Data records

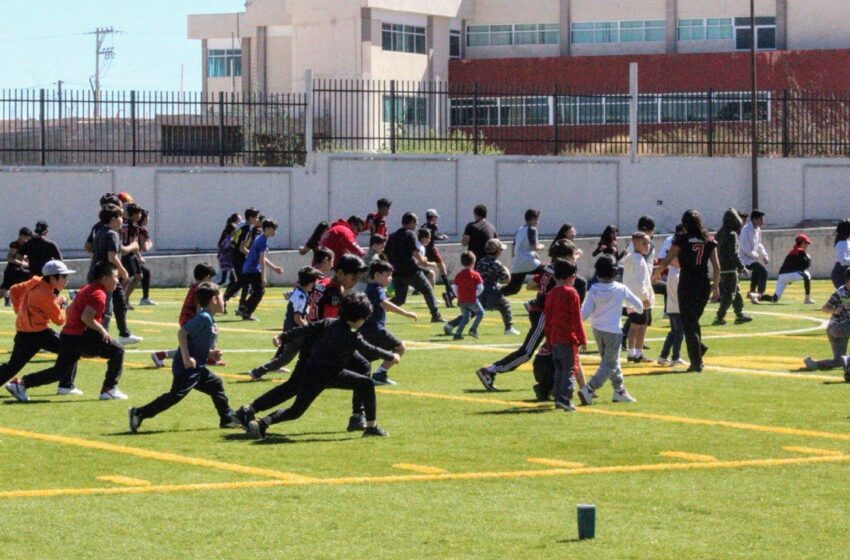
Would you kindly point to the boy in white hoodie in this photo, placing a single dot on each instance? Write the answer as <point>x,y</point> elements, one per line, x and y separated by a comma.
<point>603,307</point>
<point>637,277</point>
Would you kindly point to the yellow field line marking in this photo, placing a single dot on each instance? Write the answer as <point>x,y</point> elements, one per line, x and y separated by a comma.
<point>124,480</point>
<point>149,454</point>
<point>641,415</point>
<point>555,463</point>
<point>695,457</point>
<point>814,451</point>
<point>421,469</point>
<point>395,479</point>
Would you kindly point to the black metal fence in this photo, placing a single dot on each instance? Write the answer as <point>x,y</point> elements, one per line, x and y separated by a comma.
<point>154,128</point>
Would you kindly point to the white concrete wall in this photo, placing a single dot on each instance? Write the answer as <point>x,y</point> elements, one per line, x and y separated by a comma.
<point>189,206</point>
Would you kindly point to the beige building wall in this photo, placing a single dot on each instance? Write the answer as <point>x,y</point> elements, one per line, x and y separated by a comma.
<point>818,24</point>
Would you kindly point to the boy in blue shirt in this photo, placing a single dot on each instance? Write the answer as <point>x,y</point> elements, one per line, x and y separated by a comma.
<point>375,331</point>
<point>197,339</point>
<point>296,316</point>
<point>254,269</point>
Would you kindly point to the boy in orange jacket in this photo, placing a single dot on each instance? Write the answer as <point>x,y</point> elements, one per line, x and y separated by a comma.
<point>37,303</point>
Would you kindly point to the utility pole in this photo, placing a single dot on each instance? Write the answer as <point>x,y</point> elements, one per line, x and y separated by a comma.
<point>107,54</point>
<point>754,102</point>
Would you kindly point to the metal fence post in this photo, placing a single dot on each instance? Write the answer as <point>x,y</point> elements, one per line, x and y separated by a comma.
<point>221,128</point>
<point>133,124</point>
<point>786,141</point>
<point>42,124</point>
<point>308,111</point>
<point>475,118</point>
<point>555,120</point>
<point>710,102</point>
<point>392,116</point>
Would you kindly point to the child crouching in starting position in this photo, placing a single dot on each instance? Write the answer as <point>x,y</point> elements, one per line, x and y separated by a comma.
<point>197,339</point>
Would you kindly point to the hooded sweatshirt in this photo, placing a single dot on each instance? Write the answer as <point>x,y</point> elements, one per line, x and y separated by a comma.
<point>36,306</point>
<point>604,305</point>
<point>727,242</point>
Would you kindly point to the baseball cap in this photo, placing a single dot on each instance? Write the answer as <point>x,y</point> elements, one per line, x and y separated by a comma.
<point>493,246</point>
<point>349,264</point>
<point>54,267</point>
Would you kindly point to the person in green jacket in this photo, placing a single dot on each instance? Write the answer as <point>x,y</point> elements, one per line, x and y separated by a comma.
<point>730,268</point>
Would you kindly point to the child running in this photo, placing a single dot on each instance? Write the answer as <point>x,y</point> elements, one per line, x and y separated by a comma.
<point>838,331</point>
<point>603,307</point>
<point>325,368</point>
<point>468,285</point>
<point>197,342</point>
<point>564,332</point>
<point>375,330</point>
<point>296,316</point>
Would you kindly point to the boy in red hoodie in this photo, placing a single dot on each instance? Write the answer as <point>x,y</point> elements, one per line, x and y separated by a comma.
<point>564,331</point>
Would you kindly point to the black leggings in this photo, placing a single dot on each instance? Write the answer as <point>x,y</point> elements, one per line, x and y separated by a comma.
<point>693,297</point>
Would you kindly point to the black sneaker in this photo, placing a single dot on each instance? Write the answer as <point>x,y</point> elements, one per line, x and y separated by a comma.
<point>357,423</point>
<point>486,379</point>
<point>229,421</point>
<point>375,431</point>
<point>381,378</point>
<point>135,419</point>
<point>565,404</point>
<point>541,393</point>
<point>244,415</point>
<point>257,429</point>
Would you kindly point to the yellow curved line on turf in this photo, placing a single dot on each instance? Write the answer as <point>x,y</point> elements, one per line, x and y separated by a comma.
<point>395,479</point>
<point>149,454</point>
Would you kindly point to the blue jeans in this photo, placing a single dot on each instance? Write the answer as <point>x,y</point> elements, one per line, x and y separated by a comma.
<point>466,310</point>
<point>674,337</point>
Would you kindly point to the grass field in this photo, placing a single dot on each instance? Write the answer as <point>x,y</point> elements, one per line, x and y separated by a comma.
<point>750,459</point>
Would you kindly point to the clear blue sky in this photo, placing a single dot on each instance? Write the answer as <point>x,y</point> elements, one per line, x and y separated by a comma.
<point>43,41</point>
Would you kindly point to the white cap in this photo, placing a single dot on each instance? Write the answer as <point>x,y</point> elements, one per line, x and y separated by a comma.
<point>54,267</point>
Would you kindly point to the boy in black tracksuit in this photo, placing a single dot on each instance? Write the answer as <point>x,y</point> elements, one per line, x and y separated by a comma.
<point>730,268</point>
<point>339,342</point>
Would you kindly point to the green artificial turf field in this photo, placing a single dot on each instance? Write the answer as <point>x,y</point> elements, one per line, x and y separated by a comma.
<point>750,459</point>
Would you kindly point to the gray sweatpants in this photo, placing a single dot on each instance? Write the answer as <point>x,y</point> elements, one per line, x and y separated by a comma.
<point>609,366</point>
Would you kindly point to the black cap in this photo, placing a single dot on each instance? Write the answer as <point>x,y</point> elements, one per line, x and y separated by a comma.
<point>350,264</point>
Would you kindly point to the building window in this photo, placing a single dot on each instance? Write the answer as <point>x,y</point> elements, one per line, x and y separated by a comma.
<point>619,31</point>
<point>765,34</point>
<point>711,29</point>
<point>607,109</point>
<point>223,63</point>
<point>519,34</point>
<point>403,38</point>
<point>410,111</point>
<point>454,44</point>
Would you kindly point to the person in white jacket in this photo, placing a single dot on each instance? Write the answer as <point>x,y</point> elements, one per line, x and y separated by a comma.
<point>753,254</point>
<point>637,277</point>
<point>603,306</point>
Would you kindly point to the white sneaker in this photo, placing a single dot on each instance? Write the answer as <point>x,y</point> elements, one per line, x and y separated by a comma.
<point>127,340</point>
<point>17,389</point>
<point>585,395</point>
<point>623,396</point>
<point>113,394</point>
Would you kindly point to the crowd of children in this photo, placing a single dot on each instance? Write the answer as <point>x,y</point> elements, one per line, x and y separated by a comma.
<point>335,324</point>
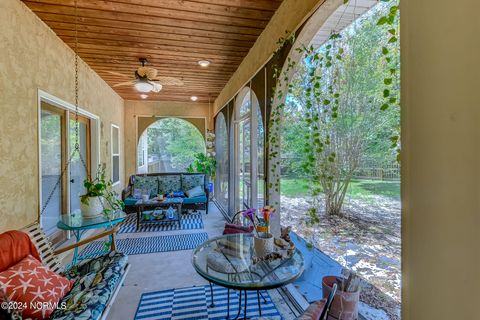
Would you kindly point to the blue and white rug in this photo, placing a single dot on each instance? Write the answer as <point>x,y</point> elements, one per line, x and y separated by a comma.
<point>188,221</point>
<point>145,245</point>
<point>192,303</point>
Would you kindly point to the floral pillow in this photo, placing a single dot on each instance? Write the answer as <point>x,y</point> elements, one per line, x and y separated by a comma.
<point>190,181</point>
<point>169,183</point>
<point>34,288</point>
<point>145,185</point>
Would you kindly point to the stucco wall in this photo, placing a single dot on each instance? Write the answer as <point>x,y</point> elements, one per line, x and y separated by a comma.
<point>289,16</point>
<point>133,109</point>
<point>32,57</point>
<point>440,52</point>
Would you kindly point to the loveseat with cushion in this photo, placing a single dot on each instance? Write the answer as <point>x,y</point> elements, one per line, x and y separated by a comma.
<point>192,187</point>
<point>89,287</point>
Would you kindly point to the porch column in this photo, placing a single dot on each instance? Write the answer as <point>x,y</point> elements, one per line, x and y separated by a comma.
<point>440,52</point>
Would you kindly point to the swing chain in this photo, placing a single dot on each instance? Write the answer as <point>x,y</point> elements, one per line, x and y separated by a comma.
<point>77,144</point>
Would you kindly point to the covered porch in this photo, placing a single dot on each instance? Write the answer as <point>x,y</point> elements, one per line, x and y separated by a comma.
<point>181,114</point>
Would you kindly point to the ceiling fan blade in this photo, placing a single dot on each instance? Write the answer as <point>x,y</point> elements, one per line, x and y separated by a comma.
<point>118,74</point>
<point>152,73</point>
<point>128,83</point>
<point>169,81</point>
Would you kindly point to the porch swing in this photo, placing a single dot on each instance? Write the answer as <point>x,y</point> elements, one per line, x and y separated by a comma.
<point>87,299</point>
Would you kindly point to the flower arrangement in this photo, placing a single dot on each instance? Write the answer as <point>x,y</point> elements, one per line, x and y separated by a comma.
<point>260,225</point>
<point>251,215</point>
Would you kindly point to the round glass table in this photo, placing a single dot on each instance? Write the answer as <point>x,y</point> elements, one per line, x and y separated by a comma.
<point>77,224</point>
<point>228,261</point>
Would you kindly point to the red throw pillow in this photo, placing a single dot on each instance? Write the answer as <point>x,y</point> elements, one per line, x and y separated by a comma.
<point>34,287</point>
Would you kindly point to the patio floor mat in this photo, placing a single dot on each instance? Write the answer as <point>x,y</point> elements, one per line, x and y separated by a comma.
<point>145,245</point>
<point>188,221</point>
<point>192,303</point>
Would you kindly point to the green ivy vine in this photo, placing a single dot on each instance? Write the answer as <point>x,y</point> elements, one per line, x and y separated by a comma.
<point>391,80</point>
<point>322,90</point>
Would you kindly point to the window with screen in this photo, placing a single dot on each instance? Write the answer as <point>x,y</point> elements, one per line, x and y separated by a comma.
<point>115,154</point>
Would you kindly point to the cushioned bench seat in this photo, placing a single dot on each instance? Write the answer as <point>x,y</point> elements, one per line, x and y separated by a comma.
<point>167,184</point>
<point>95,281</point>
<point>193,200</point>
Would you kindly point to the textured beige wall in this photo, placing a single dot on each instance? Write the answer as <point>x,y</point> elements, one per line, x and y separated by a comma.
<point>289,16</point>
<point>440,159</point>
<point>32,57</point>
<point>156,108</point>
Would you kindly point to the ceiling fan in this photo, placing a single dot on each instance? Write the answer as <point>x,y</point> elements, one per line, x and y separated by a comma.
<point>147,79</point>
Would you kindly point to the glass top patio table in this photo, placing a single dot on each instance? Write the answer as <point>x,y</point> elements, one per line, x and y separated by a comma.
<point>77,222</point>
<point>228,261</point>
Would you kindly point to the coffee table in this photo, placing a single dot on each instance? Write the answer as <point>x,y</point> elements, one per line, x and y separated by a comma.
<point>154,204</point>
<point>78,225</point>
<point>227,261</point>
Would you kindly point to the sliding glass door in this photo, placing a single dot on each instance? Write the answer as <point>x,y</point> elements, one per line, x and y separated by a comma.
<point>221,156</point>
<point>249,152</point>
<point>52,154</point>
<point>79,171</point>
<point>57,142</point>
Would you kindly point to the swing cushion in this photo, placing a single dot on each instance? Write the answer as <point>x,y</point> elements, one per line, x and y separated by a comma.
<point>130,201</point>
<point>95,282</point>
<point>14,247</point>
<point>31,284</point>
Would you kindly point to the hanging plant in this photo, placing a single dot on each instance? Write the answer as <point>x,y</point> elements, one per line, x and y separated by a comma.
<point>322,163</point>
<point>390,51</point>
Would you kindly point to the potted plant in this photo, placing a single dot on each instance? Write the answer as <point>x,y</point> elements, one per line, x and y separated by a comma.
<point>262,241</point>
<point>99,197</point>
<point>347,296</point>
<point>204,164</point>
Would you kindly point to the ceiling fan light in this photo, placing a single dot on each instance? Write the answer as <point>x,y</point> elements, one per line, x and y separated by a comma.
<point>204,63</point>
<point>143,86</point>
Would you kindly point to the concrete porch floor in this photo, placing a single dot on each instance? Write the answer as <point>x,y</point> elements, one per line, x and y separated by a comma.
<point>168,270</point>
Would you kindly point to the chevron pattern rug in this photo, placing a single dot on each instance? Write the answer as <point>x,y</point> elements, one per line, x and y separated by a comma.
<point>192,303</point>
<point>146,245</point>
<point>188,221</point>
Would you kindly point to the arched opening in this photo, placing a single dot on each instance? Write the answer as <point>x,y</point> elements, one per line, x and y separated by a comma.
<point>168,145</point>
<point>221,156</point>
<point>249,159</point>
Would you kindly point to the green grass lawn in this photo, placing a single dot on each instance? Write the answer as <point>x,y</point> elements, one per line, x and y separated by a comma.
<point>358,188</point>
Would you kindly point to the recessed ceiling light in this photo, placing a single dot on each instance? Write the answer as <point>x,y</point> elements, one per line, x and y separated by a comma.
<point>204,63</point>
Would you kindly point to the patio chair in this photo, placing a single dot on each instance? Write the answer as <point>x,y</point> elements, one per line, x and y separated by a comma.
<point>319,309</point>
<point>96,298</point>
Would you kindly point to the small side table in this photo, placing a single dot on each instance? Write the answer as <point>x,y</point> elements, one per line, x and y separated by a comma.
<point>175,203</point>
<point>77,224</point>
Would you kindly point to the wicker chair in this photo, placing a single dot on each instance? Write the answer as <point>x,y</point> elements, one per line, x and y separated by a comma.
<point>50,257</point>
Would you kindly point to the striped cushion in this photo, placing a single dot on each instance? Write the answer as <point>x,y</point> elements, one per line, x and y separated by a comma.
<point>44,247</point>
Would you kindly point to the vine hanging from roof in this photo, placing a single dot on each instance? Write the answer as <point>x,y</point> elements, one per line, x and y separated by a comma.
<point>322,89</point>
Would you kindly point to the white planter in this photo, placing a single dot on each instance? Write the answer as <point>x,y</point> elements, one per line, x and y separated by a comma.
<point>263,244</point>
<point>93,209</point>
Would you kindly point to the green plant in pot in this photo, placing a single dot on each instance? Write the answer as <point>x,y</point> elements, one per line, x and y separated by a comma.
<point>99,197</point>
<point>204,164</point>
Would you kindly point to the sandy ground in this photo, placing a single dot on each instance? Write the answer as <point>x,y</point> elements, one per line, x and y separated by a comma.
<point>366,239</point>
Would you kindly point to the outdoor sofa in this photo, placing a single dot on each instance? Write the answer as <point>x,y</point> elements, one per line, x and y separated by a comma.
<point>192,187</point>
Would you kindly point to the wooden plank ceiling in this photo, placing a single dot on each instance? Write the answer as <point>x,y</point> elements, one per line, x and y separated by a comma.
<point>172,34</point>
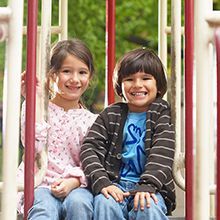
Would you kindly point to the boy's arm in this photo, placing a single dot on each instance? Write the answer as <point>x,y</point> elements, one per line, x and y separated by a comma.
<point>158,169</point>
<point>93,153</point>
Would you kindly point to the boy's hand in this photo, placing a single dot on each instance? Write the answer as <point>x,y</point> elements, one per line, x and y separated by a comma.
<point>114,191</point>
<point>62,187</point>
<point>142,198</point>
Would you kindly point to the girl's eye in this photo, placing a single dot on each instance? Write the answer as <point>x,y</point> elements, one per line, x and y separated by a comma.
<point>66,71</point>
<point>147,78</point>
<point>128,79</point>
<point>83,72</point>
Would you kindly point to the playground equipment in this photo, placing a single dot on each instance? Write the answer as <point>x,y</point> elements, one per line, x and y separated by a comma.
<point>199,138</point>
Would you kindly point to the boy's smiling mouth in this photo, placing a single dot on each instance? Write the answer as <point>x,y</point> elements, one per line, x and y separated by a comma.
<point>138,93</point>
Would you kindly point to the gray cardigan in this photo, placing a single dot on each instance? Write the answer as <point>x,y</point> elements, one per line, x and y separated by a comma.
<point>102,148</point>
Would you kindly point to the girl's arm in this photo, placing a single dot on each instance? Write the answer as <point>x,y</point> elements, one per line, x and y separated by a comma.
<point>93,153</point>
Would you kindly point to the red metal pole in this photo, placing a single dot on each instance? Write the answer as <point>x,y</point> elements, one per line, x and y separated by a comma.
<point>217,39</point>
<point>30,104</point>
<point>110,47</point>
<point>189,58</point>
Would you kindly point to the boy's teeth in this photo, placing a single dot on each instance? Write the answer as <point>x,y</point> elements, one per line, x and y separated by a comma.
<point>138,93</point>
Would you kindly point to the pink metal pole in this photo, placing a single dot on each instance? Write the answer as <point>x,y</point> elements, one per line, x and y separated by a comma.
<point>189,57</point>
<point>30,104</point>
<point>217,39</point>
<point>110,46</point>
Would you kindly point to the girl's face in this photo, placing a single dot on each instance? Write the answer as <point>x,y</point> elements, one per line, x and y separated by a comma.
<point>72,80</point>
<point>139,90</point>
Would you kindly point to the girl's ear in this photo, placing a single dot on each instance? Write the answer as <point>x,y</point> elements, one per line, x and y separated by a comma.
<point>53,77</point>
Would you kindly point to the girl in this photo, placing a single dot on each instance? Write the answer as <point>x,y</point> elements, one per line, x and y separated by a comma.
<point>71,68</point>
<point>128,153</point>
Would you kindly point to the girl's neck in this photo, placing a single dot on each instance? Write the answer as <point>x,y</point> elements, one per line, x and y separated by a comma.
<point>65,103</point>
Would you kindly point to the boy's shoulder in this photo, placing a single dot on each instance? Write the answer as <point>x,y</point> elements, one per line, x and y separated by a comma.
<point>159,104</point>
<point>116,107</point>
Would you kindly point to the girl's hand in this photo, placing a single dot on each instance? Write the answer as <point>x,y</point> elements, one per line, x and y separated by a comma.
<point>114,191</point>
<point>62,187</point>
<point>142,198</point>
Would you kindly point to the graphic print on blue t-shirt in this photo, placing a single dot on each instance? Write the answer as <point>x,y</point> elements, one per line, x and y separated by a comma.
<point>133,155</point>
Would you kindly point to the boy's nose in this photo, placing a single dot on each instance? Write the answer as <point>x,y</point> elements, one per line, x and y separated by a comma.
<point>74,77</point>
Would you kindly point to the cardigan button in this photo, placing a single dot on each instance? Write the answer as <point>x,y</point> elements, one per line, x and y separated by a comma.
<point>119,156</point>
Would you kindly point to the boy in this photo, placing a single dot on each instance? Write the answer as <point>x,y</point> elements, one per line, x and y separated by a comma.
<point>128,153</point>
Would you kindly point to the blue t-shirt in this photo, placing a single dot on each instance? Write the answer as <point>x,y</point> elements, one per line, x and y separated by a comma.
<point>133,153</point>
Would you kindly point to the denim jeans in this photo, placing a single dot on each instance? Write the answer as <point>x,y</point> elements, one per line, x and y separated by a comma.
<point>109,209</point>
<point>48,207</point>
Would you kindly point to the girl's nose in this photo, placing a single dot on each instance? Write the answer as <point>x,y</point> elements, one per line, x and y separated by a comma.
<point>138,83</point>
<point>74,77</point>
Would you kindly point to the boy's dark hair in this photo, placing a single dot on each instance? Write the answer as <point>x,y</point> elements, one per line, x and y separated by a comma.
<point>140,60</point>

The task
The required output is the line holding "Would you kindly point to the boy's dark" plus every line after it in the data, reproduced exactly.

Exercise answer
Would you kindly point to the boy's dark hair in this photo, placing a single dot on each instance? Write the answer as <point>x,y</point> elements, one per line, x and y separated by a comma.
<point>140,60</point>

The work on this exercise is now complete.